![]() |
Fotoğraf: Goncagül Sunar |
“Çocuk
sahibi olanlar gücünü en fazla ortaya koyanlardır”
*Aile Dizimi sistemini geliştiren Bert
Hellinger
Çocuk
yetiştirmenin bu kadar değerini kaybederek hafife alındığı, sayısız taktikle
“kolaylaştırıp” bir an önce kurtulmak hatta mümkünse başkalarına devretmek
gereken bir iş olarak görüldüğü, bu kadar bilgi odaklı ve mekanik olarak
yapıldığı başka bir dönem oldu mu bilmiyorum. Ama benim anne olduğum dönem
aynen böyle. Oysa dünya üzerinde çocuk yetiştirmekten daha çok emek isteyen
başka hiçbir iş ya da uğraş yok. Özellikle ilk bir yıl çocuğuna bakarken bir
annenin ortaya koyduğu şey, dünyadaki en kalifiye emektir.
Bir bebeği
doğururken aslında kendi içinizden de bir anne doğurursunuz. Çok sancılı ve
çalkantılı ama gerçekten büyüleyici bir süreç. Özellikle ilk bir sene içinden
geçmek zorunda kaldığınız sayısız ateşten çemberin ve ölümcül bir rutinin
sonunda ulaştığınız duyguyu, ruhun genişlemesi olarak tarif etmek mümkün.
İçinizdeki annenin doğuşu, bir kadın olarak kendinizde var olduğunu bile
bilmediğiniz muhteşem bir gücü keşfetmenizi sağlıyor. Bundan kaçmak ise bu
fırsatı kaçırmak aslında. Ve evet tüm bunlar uykusuz gecelerde ve yorgun
gündüzlerde, bebek bezleri, gaz sancıları ve ağlama sesleri arasında geçen
birbirinin aynısı günler içinde oluyor. Ama bu günleri bebeğinizle taktiksiz,
stratejisiz, samimi ve içten bir ilişki kurarak, her ihtiyacına hesapsız,
egosuz karşılık vererek geçirdiğinizde içinizdeki annenin doğumu gerçekleşiyor.

....

_Alıştırma:_
Anneliği konu alan metne göre aşağıdaki soruları yanıtlayınız:
1. Metnin başındaki alıntının sahibi olarak hangi sistemi geliştiren kişi gösterilmektedir?
2. Bir annenin özellikle ilk bir yıl çocuğuna bakarken ortaya koyduğu şey nasıl nitelendirilmektedir?
3. İlk senenin sonunda ulaşılan duygu nasıl tarif edilmektedir?
Yalnızca metinde yer alan bilgilerden yararlanınız.

....

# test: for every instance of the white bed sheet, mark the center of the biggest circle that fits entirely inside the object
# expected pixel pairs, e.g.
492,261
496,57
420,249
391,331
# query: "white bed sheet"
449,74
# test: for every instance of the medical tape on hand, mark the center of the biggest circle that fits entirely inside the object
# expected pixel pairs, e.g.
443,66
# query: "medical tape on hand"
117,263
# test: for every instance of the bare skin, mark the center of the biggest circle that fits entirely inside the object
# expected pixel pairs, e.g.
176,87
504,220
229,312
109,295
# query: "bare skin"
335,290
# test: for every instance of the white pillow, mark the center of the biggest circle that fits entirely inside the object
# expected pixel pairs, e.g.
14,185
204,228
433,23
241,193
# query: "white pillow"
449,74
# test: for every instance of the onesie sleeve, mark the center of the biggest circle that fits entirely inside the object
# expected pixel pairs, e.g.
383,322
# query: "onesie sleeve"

....

_Sonuç:_
1. Aile Dizimi sistemini geliştiren Bert Hellinger.
2. Dünyadaki en kalifiye emek olarak nitelendirilmektedir.
3. Ruhun genişlemesi olarak tarif edilmektedir.